Prompt: Wherever a line of the data contains "flower", copy that line.

>>

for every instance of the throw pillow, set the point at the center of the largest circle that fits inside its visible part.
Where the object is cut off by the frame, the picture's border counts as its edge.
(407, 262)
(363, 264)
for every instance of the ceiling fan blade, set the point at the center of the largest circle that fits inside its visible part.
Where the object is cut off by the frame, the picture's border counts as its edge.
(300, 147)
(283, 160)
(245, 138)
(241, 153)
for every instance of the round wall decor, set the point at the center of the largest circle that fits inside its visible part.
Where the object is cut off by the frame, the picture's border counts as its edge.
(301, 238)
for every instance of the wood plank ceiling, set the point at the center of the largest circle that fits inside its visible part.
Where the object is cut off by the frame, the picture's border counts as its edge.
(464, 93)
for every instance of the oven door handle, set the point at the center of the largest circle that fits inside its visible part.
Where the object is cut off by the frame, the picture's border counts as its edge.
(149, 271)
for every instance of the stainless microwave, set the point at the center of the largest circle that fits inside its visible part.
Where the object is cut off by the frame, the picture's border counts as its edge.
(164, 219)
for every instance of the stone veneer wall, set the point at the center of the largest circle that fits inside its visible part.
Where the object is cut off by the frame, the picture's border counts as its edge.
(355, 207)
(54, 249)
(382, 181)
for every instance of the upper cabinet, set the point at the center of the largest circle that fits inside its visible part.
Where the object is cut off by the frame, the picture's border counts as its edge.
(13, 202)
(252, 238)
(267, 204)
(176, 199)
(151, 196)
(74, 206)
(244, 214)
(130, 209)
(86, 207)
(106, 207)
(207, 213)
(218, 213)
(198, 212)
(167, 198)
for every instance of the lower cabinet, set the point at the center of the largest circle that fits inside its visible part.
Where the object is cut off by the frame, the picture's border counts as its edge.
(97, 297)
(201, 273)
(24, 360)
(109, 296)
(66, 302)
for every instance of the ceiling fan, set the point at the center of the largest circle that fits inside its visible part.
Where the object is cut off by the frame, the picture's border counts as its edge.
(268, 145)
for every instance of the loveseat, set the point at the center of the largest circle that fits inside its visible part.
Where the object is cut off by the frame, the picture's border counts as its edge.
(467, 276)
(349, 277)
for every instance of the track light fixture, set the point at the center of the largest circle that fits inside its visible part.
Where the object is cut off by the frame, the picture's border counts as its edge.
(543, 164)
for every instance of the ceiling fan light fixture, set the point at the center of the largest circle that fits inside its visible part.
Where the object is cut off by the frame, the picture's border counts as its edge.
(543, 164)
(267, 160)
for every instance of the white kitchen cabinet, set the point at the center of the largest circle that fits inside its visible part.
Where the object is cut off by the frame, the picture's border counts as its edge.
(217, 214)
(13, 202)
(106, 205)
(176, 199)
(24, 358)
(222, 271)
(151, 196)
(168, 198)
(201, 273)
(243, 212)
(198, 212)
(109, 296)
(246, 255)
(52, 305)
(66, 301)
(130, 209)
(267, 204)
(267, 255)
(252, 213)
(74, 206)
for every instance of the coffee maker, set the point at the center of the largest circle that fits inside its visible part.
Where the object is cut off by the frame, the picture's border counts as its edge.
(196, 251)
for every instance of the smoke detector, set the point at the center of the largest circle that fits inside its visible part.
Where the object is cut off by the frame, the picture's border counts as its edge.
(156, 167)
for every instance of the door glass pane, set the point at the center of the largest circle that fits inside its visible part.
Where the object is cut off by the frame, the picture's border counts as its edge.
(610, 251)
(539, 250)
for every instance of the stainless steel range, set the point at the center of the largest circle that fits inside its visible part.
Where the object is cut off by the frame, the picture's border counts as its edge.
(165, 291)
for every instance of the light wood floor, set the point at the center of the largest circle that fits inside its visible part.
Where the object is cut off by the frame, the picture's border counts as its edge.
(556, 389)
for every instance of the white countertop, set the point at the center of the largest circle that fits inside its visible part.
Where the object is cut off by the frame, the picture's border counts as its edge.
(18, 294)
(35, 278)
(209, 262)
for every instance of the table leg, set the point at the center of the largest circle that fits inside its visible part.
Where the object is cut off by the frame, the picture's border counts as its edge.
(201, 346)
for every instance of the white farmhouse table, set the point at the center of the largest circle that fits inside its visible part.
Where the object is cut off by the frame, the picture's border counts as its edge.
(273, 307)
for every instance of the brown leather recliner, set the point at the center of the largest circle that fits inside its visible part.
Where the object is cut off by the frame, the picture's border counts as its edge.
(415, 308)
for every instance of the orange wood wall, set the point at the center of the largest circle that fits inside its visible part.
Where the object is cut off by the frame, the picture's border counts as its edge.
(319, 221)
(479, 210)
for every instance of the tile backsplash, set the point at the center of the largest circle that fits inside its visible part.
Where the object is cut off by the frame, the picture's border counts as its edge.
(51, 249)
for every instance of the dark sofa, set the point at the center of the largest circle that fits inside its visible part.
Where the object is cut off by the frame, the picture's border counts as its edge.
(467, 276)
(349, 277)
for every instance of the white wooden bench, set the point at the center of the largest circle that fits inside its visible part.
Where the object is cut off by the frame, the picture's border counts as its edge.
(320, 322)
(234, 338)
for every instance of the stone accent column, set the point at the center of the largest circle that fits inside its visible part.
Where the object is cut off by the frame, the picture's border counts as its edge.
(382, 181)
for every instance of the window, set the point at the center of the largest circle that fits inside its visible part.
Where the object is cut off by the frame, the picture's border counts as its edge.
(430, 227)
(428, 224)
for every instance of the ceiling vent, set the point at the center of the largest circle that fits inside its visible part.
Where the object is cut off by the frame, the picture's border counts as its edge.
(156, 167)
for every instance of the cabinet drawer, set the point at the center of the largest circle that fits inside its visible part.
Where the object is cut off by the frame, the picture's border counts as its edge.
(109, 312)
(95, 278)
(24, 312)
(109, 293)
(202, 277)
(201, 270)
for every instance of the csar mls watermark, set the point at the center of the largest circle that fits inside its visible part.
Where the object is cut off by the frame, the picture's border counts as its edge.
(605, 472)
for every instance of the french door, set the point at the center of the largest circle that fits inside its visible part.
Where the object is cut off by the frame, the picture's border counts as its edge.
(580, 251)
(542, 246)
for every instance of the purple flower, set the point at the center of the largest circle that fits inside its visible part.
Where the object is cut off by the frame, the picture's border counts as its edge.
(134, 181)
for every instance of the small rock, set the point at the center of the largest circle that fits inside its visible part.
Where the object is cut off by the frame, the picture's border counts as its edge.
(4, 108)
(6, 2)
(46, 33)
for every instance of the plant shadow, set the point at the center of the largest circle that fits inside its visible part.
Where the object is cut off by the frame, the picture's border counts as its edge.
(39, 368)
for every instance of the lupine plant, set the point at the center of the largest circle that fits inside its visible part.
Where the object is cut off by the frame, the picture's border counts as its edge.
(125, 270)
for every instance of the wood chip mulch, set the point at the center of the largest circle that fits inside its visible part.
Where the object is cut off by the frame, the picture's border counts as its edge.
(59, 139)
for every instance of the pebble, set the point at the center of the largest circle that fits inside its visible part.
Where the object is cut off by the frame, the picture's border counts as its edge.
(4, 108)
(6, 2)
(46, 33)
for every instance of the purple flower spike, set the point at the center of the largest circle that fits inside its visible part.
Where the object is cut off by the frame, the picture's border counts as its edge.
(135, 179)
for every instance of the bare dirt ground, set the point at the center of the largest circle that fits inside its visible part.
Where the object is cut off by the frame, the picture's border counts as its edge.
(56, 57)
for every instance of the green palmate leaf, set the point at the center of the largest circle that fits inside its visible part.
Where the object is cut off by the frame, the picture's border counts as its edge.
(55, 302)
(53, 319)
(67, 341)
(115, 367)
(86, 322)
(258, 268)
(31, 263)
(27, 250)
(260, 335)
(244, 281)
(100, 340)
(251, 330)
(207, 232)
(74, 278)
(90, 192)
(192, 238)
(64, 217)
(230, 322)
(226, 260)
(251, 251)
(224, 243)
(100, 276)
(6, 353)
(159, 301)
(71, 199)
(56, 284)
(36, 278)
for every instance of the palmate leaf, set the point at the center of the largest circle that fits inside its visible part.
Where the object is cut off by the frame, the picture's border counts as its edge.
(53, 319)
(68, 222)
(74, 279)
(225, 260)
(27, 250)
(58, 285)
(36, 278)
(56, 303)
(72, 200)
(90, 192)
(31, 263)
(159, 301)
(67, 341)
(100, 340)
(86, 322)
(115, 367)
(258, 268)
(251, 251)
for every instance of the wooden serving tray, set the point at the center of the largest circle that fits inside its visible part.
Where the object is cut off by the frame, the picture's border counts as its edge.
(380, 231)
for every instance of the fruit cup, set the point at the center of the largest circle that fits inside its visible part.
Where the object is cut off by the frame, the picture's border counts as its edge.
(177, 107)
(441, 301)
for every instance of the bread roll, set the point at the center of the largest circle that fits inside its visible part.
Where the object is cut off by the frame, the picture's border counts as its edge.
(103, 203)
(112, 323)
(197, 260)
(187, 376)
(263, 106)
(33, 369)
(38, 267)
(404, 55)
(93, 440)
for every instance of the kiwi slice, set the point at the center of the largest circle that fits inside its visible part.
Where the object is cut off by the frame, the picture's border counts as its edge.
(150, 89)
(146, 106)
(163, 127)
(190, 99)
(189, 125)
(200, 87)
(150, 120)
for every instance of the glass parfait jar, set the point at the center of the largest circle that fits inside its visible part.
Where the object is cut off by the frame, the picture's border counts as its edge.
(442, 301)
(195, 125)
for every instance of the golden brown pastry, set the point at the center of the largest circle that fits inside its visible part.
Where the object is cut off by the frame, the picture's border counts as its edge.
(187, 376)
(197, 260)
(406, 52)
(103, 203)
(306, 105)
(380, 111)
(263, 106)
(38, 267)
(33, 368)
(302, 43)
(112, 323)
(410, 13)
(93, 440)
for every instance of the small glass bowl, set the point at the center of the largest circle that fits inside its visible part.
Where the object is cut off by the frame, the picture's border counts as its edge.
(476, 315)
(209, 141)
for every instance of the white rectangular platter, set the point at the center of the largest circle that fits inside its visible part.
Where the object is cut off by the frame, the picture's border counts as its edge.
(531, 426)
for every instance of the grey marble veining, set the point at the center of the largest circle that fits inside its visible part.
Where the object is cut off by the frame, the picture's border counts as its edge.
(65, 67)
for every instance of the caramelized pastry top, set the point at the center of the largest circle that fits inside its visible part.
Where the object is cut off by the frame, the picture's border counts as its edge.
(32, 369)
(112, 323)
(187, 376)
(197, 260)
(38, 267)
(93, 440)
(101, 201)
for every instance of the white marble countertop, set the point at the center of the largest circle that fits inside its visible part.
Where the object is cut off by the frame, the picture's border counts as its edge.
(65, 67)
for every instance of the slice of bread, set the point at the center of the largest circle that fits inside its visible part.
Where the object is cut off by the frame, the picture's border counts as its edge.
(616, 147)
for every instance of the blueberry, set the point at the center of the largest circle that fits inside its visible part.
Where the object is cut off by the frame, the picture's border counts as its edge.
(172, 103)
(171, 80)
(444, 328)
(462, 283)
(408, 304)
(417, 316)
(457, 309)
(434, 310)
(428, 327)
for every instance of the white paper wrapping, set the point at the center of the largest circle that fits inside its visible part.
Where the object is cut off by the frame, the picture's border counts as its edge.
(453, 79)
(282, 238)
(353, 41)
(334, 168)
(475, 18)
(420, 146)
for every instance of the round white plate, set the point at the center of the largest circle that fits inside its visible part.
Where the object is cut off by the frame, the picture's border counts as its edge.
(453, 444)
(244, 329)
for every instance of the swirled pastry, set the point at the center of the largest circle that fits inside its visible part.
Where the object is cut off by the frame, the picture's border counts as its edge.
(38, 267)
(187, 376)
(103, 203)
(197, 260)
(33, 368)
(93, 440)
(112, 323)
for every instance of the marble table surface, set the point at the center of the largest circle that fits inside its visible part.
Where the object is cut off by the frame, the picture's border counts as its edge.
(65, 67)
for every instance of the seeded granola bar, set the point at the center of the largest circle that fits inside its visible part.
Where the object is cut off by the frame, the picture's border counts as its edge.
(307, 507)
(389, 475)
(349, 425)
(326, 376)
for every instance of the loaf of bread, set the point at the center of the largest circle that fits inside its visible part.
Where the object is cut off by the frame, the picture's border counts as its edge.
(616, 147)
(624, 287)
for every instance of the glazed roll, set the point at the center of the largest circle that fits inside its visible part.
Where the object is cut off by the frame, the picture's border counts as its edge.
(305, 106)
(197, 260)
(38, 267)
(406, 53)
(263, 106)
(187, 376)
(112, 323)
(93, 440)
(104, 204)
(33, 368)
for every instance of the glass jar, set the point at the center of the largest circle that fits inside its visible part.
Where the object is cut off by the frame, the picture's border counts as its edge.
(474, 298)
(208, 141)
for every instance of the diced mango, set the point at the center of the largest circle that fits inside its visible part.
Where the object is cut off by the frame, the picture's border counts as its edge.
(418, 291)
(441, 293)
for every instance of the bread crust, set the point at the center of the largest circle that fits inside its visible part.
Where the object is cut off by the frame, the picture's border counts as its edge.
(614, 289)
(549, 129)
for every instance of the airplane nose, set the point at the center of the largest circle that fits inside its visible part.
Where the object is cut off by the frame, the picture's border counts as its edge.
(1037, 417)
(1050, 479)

<<

Reply to the task:
for every instance of the purple flower, set the point at the center of the largest circle that fits inside its visible part.
for every instance of the purple flower spike, set the point at the center of the largest circle that fits inside its visible part.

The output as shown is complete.